Material shown:
━━━━━━━━
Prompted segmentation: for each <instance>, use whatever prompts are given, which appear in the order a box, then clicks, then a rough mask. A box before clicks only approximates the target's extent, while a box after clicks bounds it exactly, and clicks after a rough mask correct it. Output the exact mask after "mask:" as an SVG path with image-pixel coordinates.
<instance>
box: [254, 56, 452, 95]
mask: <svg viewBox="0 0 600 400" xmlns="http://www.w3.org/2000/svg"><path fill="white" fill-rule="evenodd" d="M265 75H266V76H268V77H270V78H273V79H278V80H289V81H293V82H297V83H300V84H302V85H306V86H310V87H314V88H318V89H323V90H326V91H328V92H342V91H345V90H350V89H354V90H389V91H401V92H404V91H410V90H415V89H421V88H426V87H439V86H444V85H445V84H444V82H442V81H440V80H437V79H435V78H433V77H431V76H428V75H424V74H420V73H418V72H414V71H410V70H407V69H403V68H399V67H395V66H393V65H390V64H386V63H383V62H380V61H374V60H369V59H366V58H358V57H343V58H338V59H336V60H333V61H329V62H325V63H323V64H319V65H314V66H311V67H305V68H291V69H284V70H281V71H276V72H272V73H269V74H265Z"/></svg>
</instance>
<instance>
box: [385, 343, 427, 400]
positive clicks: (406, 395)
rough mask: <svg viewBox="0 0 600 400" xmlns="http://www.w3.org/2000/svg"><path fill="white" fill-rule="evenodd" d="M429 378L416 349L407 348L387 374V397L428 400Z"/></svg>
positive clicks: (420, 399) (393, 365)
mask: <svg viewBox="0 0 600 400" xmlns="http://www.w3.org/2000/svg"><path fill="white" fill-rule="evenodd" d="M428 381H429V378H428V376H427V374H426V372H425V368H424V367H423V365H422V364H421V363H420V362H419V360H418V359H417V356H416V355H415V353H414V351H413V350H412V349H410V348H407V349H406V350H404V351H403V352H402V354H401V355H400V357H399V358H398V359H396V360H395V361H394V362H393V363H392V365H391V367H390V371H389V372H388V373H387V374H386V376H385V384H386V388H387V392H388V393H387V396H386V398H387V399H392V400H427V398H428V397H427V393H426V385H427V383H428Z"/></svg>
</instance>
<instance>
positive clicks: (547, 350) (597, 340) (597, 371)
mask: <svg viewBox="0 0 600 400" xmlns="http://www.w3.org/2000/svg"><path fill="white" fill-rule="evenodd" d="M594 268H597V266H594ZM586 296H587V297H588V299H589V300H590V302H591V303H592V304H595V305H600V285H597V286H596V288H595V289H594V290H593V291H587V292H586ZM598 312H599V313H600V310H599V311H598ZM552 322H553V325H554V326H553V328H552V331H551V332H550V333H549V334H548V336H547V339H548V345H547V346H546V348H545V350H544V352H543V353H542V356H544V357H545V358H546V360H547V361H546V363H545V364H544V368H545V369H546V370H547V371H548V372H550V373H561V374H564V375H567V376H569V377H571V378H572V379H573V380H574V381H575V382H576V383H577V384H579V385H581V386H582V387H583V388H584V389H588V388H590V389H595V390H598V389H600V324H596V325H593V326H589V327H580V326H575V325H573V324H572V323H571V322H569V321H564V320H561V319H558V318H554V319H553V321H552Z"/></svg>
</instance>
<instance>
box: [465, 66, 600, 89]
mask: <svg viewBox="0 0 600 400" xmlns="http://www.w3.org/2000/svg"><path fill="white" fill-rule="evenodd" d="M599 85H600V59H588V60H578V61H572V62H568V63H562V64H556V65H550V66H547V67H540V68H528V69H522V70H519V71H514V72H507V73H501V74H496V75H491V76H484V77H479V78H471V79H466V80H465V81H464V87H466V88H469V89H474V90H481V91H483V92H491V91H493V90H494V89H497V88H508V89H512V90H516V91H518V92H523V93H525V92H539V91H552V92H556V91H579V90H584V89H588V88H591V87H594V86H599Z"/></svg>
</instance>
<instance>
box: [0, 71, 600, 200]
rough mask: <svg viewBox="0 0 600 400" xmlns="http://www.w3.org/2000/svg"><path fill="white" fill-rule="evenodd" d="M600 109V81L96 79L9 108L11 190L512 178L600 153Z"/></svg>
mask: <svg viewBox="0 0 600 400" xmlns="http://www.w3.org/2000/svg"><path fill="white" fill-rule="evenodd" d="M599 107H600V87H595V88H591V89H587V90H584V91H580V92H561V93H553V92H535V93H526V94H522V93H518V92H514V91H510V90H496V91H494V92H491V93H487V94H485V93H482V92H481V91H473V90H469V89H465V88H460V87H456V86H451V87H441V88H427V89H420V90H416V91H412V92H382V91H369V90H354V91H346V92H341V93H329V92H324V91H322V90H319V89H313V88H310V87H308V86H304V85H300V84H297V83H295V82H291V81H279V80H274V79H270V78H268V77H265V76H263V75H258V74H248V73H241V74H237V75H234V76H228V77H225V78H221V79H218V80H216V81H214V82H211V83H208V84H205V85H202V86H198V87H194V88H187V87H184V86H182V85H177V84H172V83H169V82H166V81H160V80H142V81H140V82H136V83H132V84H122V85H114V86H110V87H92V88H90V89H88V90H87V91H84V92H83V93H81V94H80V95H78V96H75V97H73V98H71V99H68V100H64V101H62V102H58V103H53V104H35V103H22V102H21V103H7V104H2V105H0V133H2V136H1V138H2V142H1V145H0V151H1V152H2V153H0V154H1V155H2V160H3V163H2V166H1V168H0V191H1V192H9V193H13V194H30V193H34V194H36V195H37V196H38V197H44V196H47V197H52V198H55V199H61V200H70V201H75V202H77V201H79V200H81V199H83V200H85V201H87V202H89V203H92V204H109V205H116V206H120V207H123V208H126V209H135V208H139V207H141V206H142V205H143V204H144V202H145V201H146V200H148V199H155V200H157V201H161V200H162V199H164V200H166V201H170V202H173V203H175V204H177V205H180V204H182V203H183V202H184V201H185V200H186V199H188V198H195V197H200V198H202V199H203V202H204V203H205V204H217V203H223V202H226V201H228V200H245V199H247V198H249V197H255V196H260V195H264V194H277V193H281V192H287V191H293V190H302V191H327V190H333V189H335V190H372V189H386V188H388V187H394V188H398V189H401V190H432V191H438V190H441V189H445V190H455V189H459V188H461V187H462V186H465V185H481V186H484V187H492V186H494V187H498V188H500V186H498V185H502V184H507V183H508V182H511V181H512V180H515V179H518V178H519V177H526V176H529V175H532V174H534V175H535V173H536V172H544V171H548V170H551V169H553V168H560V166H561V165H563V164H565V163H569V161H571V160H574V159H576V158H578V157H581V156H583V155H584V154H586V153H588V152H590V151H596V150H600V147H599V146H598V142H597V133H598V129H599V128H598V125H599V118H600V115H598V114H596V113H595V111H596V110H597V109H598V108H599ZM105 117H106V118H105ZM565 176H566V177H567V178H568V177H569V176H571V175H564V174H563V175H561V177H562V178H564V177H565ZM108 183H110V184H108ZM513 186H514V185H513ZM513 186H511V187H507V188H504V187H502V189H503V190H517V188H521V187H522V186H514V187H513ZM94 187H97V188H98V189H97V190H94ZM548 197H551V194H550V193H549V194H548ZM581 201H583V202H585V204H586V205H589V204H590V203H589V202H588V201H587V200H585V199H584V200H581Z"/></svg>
━━━━━━━━
What is needed: Lines from the start of the records through the one containing "378L416 349L407 348L387" are what should be retyped, exactly and in full, both ends included.

Written reply:
Prompted segmentation: for each <instance>, use whatever prompts are given, which appear in the order a box, then clicks, then a rough mask. A box before clicks only approximates the target's extent, while a box after clicks bounds it exactly, and clicks after a rough mask correct it. Output the exact mask after "mask:" as an SVG path with image-pixel coordinates.
<instance>
box: [254, 56, 452, 95]
mask: <svg viewBox="0 0 600 400" xmlns="http://www.w3.org/2000/svg"><path fill="white" fill-rule="evenodd" d="M265 75H266V76H268V77H270V78H273V79H278V80H289V81H293V82H297V83H300V84H302V85H306V86H310V87H314V88H318V89H323V90H326V91H328V92H342V91H345V90H350V89H354V90H389V91H401V92H404V91H410V90H415V89H421V88H426V87H439V86H444V85H445V84H444V82H442V81H440V80H437V79H435V78H433V77H431V76H428V75H424V74H420V73H418V72H414V71H410V70H407V69H403V68H399V67H395V66H393V65H390V64H386V63H383V62H380V61H374V60H369V59H366V58H358V57H343V58H338V59H336V60H333V61H329V62H325V63H323V64H319V65H314V66H311V67H305V68H291V69H284V70H281V71H276V72H272V73H269V74H265Z"/></svg>
</instance>
<instance>
box: [385, 343, 427, 400]
positive clicks: (406, 395)
rough mask: <svg viewBox="0 0 600 400" xmlns="http://www.w3.org/2000/svg"><path fill="white" fill-rule="evenodd" d="M429 378L416 349L407 348L387 374V397L428 400Z"/></svg>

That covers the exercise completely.